◆ **Written problem**:
Please count the lines in the entries below that contain the word "headlight", and reply with only that number.

=== Entries ===

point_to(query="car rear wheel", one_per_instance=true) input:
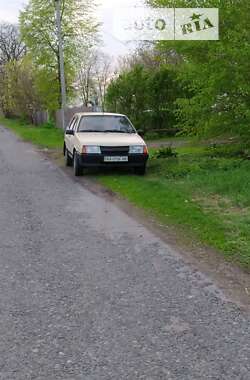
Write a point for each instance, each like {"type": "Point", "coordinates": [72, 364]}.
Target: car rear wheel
{"type": "Point", "coordinates": [140, 170]}
{"type": "Point", "coordinates": [68, 159]}
{"type": "Point", "coordinates": [77, 167]}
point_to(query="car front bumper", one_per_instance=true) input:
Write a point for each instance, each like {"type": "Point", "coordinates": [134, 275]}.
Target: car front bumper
{"type": "Point", "coordinates": [95, 160]}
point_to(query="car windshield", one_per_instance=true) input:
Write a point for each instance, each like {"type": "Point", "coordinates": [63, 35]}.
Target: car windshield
{"type": "Point", "coordinates": [105, 123]}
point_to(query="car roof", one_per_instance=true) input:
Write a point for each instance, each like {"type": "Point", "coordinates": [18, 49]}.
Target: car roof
{"type": "Point", "coordinates": [98, 114]}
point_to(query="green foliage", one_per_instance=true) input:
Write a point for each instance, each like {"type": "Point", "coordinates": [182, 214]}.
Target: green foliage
{"type": "Point", "coordinates": [44, 136]}
{"type": "Point", "coordinates": [165, 152]}
{"type": "Point", "coordinates": [38, 30]}
{"type": "Point", "coordinates": [18, 95]}
{"type": "Point", "coordinates": [216, 73]}
{"type": "Point", "coordinates": [146, 95]}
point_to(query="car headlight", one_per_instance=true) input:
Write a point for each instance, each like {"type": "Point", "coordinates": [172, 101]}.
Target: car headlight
{"type": "Point", "coordinates": [135, 149]}
{"type": "Point", "coordinates": [92, 149]}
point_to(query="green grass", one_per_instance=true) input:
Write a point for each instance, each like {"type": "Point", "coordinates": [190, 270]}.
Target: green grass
{"type": "Point", "coordinates": [204, 193]}
{"type": "Point", "coordinates": [44, 136]}
{"type": "Point", "coordinates": [207, 198]}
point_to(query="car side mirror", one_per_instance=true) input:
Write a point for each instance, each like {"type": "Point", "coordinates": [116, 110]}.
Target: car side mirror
{"type": "Point", "coordinates": [140, 132]}
{"type": "Point", "coordinates": [70, 132]}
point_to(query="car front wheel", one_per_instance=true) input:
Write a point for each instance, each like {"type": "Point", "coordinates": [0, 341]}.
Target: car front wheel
{"type": "Point", "coordinates": [77, 167]}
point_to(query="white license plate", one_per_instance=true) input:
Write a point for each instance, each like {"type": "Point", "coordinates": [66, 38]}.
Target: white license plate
{"type": "Point", "coordinates": [115, 158]}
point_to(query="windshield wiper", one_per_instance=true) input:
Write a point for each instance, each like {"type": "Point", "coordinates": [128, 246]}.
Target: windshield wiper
{"type": "Point", "coordinates": [90, 130]}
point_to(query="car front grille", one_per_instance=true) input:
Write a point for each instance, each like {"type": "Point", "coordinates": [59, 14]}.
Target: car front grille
{"type": "Point", "coordinates": [115, 150]}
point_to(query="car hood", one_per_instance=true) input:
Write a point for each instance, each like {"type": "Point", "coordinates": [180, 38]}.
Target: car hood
{"type": "Point", "coordinates": [109, 139]}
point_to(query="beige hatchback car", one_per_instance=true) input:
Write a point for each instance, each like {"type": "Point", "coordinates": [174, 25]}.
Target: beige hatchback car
{"type": "Point", "coordinates": [103, 139]}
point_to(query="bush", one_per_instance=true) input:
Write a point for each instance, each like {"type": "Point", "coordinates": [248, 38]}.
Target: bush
{"type": "Point", "coordinates": [165, 152]}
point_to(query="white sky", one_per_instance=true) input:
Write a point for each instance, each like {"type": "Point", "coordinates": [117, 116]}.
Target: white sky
{"type": "Point", "coordinates": [9, 12]}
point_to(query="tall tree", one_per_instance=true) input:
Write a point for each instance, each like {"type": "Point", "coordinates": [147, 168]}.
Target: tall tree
{"type": "Point", "coordinates": [11, 46]}
{"type": "Point", "coordinates": [38, 28]}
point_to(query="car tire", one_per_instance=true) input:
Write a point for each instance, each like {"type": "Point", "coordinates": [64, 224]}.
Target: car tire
{"type": "Point", "coordinates": [68, 159]}
{"type": "Point", "coordinates": [77, 167]}
{"type": "Point", "coordinates": [140, 170]}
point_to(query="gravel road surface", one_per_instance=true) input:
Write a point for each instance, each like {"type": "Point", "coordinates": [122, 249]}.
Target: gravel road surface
{"type": "Point", "coordinates": [88, 293]}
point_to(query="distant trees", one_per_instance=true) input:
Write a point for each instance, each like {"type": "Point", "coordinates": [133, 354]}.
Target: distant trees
{"type": "Point", "coordinates": [147, 95]}
{"type": "Point", "coordinates": [201, 87]}
{"type": "Point", "coordinates": [38, 30]}
{"type": "Point", "coordinates": [12, 47]}
{"type": "Point", "coordinates": [93, 77]}
{"type": "Point", "coordinates": [18, 96]}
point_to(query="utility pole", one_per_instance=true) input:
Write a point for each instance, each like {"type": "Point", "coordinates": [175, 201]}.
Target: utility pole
{"type": "Point", "coordinates": [61, 60]}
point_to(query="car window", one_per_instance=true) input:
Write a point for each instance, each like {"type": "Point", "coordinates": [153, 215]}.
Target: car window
{"type": "Point", "coordinates": [72, 122]}
{"type": "Point", "coordinates": [105, 123]}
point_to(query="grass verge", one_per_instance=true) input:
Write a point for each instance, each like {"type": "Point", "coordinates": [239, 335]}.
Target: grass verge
{"type": "Point", "coordinates": [44, 136]}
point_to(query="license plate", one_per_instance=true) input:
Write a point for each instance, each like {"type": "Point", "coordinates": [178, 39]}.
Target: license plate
{"type": "Point", "coordinates": [116, 159]}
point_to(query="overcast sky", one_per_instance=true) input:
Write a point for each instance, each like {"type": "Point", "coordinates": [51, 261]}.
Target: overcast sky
{"type": "Point", "coordinates": [9, 12]}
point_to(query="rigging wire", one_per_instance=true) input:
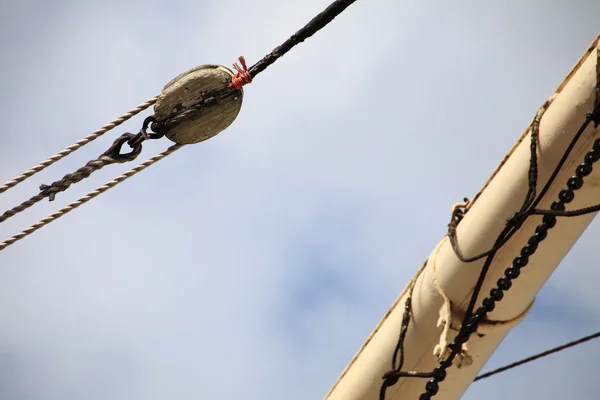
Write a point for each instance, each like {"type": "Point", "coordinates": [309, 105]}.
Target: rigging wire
{"type": "Point", "coordinates": [243, 76]}
{"type": "Point", "coordinates": [538, 356]}
{"type": "Point", "coordinates": [98, 191]}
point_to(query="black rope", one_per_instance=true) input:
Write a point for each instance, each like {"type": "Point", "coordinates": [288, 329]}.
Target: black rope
{"type": "Point", "coordinates": [213, 98]}
{"type": "Point", "coordinates": [538, 356]}
{"type": "Point", "coordinates": [113, 155]}
{"type": "Point", "coordinates": [315, 25]}
{"type": "Point", "coordinates": [472, 318]}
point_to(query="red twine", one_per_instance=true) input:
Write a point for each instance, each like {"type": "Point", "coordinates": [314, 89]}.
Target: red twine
{"type": "Point", "coordinates": [242, 76]}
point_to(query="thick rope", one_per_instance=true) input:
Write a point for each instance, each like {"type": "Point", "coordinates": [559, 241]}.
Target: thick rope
{"type": "Point", "coordinates": [77, 145]}
{"type": "Point", "coordinates": [58, 186]}
{"type": "Point", "coordinates": [537, 356]}
{"type": "Point", "coordinates": [88, 197]}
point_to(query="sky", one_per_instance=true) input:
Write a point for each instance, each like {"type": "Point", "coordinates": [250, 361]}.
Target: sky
{"type": "Point", "coordinates": [257, 263]}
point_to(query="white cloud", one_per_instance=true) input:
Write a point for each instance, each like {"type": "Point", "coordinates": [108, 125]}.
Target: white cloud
{"type": "Point", "coordinates": [259, 261]}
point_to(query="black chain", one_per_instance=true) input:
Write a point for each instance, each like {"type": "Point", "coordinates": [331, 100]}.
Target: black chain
{"type": "Point", "coordinates": [114, 155]}
{"type": "Point", "coordinates": [472, 320]}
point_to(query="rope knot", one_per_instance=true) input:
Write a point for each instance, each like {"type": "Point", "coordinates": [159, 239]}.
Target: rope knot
{"type": "Point", "coordinates": [242, 76]}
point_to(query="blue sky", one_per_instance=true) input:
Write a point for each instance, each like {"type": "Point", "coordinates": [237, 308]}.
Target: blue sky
{"type": "Point", "coordinates": [259, 261]}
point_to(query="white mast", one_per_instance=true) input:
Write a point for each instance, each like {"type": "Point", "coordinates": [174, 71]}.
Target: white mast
{"type": "Point", "coordinates": [446, 276]}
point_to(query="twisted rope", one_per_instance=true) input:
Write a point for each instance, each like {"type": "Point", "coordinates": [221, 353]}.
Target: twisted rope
{"type": "Point", "coordinates": [88, 197]}
{"type": "Point", "coordinates": [77, 145]}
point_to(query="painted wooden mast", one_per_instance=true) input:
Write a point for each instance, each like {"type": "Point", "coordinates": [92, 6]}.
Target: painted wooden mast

===

◆ **Task result**:
2